2.5?“公共服務”促推鄉鎮體育管理實效,創新鄉鎮體育工作的形式和內容
改革開放以來,我國鄉鎮一級政府體育的工作內容主要在“開展群眾性體育競賽活動”和“建設公共體育場地設施”兩大領域,對大眾體育與健康知識的宣傳教育、群眾性體育鍛煉活動的指導和開展、鎮村居民的體質監測、體育社會組織建設等民生性工作范疇沒有或者較少考慮,體育公共服務難以有效惠及普通老百姓群體。對于群眾性體育競賽活動而言,大多屬于接受上級任務式的被動參與,這種基于活動的“奪標”性質和“被競賽”的組織形式,使得鄉鎮體育活動的主動性、創造性缺失,關照主體偏重于“精英群體”,大眾體育訴求難以實現。而“公共體育場地設施建設”作為群眾體育工作開展的物質基礎,理應成為農村體育工作的重要抓手,但一味地強調“物”的建設,忽視“人”的參與,會導致農村體育偏向“形式”遠離“內容”。從鄉鎮體育工作的開展形式來看,多數為“迎檢式”和“應付差使式”的體育工作,絕大多數鄉鎮體育工作長期處于“無規劃”“無預算”“無機構”的“三無”管理困境,農村體育工作受上級政府的決策影響較大。
鑒于此,第一,要改進鄉鎮體育工作方式。充分考慮鄉鎮居民的體育需求,尊重群眾的體育參與權、表達權和知情權,開展群眾喜聞樂見、便于參與的文化體育活動,把“體育競賽”“體育鍛煉”“體質監測”三者有機結合,提高鄉鎮政府體育服務的針對性,增強群眾對體育公共服務的獲得感。第二,積極發揮鄉鎮綜合文化站的組織、協調與輔導作用,引導居民積極參與到體育健身活動當中來,適時開展“送體育下鄉入村”的體育文化宣傳、展演與指導活動。同時,要根據大多數群眾的需求,擇優推選有一定公信力和指導力的鄉鎮精英參與社會體育指導員隊伍的培訓,提升政府在基層文化體育服務中的主導地位,讓廣大居民樂享新農村體育建設與發展的成果。第三,鼓勵有條件的鄉鎮依托地方傳統體育項目和體育優勢資源,承辦省、市、區等不同級別的農村體育品牌賽事,大力發展鄉鎮體育產業,打造“體農旅”田園綜合體[12],把體育產業和旅游產業有效融入鄉村產業體系,促進鄉鎮經濟社會發展。

:: 書面題目 1 ::
請抄錄網頁摘錄中從“鑒于此,第一,要改進鄉鎮體育”起,一直到“體系,促進鄉鎮經濟社會發展。”為止的全部文字。
:: 書面題目 2 ::
根據網頁摘錄,改革開放以來我國鄉鎮一級政府的體育工作內容主要在哪兩大領域?

照片物體指向記錄:

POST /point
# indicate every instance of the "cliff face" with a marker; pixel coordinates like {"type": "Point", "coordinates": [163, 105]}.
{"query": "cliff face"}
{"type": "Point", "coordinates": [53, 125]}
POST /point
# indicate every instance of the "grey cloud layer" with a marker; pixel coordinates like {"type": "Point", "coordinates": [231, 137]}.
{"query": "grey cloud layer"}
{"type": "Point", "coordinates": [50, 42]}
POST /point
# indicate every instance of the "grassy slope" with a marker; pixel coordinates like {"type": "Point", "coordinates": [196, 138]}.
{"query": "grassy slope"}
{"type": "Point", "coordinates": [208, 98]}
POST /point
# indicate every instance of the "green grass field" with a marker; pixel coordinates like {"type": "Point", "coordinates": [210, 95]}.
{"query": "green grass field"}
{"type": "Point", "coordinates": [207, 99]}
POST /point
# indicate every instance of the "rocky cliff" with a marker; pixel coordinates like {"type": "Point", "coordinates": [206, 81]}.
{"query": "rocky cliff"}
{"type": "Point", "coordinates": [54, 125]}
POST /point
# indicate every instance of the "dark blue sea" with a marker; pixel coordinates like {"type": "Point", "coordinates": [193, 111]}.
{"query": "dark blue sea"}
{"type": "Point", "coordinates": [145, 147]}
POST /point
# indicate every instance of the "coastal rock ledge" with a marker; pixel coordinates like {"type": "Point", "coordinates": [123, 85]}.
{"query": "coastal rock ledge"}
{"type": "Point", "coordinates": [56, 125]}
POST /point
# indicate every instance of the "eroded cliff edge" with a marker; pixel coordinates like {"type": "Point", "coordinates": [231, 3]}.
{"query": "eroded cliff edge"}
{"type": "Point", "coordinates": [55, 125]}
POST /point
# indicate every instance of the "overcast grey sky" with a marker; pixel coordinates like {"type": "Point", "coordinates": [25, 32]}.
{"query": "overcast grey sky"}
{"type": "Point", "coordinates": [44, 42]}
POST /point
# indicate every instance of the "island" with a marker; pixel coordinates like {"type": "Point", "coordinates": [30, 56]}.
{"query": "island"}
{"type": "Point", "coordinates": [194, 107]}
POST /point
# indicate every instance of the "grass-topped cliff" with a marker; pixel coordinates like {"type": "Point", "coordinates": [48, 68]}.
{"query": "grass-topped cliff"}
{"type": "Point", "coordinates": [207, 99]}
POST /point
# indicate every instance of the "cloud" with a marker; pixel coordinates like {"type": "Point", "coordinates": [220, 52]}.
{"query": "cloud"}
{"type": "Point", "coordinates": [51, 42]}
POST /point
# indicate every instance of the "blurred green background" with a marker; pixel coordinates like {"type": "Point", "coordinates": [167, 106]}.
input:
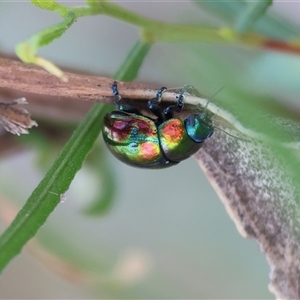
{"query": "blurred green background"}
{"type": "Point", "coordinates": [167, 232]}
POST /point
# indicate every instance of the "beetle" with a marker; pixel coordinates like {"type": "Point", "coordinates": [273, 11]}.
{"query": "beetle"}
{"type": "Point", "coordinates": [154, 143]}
---
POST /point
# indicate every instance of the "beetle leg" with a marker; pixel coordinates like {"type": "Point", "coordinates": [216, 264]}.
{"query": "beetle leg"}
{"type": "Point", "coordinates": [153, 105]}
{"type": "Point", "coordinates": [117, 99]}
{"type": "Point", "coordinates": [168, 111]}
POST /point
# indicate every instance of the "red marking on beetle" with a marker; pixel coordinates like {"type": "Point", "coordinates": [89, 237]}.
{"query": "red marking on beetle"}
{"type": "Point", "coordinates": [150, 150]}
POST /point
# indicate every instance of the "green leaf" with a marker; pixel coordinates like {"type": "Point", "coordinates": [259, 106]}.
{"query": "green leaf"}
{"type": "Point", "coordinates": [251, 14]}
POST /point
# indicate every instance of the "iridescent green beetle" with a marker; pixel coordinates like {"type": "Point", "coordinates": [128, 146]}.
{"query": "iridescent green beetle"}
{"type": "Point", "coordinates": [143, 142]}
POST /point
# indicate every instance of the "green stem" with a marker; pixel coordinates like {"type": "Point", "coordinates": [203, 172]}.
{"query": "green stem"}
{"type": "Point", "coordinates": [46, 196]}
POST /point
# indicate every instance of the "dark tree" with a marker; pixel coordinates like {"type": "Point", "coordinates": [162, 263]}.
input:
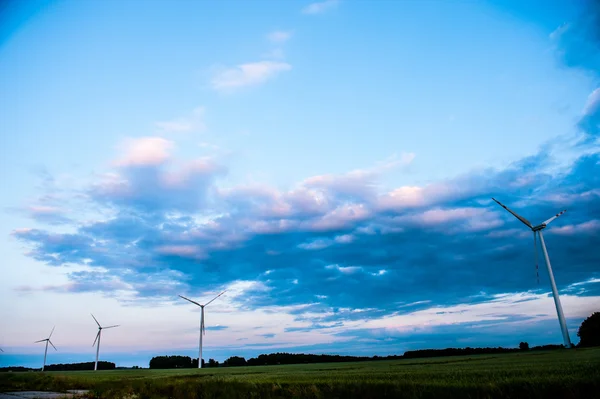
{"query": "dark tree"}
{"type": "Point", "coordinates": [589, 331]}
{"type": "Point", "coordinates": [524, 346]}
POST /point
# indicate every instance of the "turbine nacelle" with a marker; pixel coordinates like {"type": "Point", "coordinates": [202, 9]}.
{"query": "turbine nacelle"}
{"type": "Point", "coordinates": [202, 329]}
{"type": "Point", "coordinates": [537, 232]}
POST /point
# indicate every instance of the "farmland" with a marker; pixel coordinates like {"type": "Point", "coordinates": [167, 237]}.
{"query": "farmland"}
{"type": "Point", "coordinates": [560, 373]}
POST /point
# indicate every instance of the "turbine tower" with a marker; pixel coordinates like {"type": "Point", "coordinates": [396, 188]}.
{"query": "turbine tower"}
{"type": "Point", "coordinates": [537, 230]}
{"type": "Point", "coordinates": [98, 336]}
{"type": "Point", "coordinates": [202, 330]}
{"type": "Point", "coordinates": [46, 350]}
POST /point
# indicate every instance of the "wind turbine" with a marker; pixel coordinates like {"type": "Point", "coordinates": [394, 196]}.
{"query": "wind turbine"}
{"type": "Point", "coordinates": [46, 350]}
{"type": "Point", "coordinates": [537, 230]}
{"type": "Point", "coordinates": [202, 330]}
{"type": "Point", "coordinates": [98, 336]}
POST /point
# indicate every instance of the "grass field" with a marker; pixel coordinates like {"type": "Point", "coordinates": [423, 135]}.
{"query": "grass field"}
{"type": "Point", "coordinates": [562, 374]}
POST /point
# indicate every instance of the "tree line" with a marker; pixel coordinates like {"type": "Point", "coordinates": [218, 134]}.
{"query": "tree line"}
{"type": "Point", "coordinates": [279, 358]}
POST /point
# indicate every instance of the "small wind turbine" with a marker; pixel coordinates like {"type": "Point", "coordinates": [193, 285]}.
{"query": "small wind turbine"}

:: 解答 1 ::
鑒于此,第一,要改進鄉鎮體育工作方式。充分考慮鄉鎮居民的體育需求,尊重群眾的體育參與權、表達權和知情權,開展群眾喜聞樂見、便于參與的文化體育活動,把“體育競賽”“體育鍛煉”“體質監測”三者有機結合,提高鄉鎮政府體育服務的針對性,增強群眾對體育公共服務的獲得感。第二,積極發揮鄉鎮綜合文化站的組織、協調與輔導作用,引導居民積極參與到體育健身活動當中來,適時開展“送體育下鄉入村”的體育文化宣傳、展演與指導活動。同時,要根據大多數群眾的需求,擇優推選有一定公信力和指導力的鄉鎮精英參與社會體育指導員隊伍的培訓,提升政府在基層文化體育服務中的主導地位,讓廣大居民樂享新農村體育建設與發展的成果。第三,鼓勵有條件的鄉鎮依托地方傳統體育項目和體育優勢資源,承辦省、市、區等不同級別的農村體育品牌賽事,大力發展鄉鎮體育產業,打造“體農旅”田園綜合體[12],把體育產業和旅游產業有效融入鄉村產業體系,促進鄉鎮經濟社會發展。

:: 解答 2 ::
主要在“開展群眾性體育競賽活動”和“建設公共體育場地設施”兩大領域。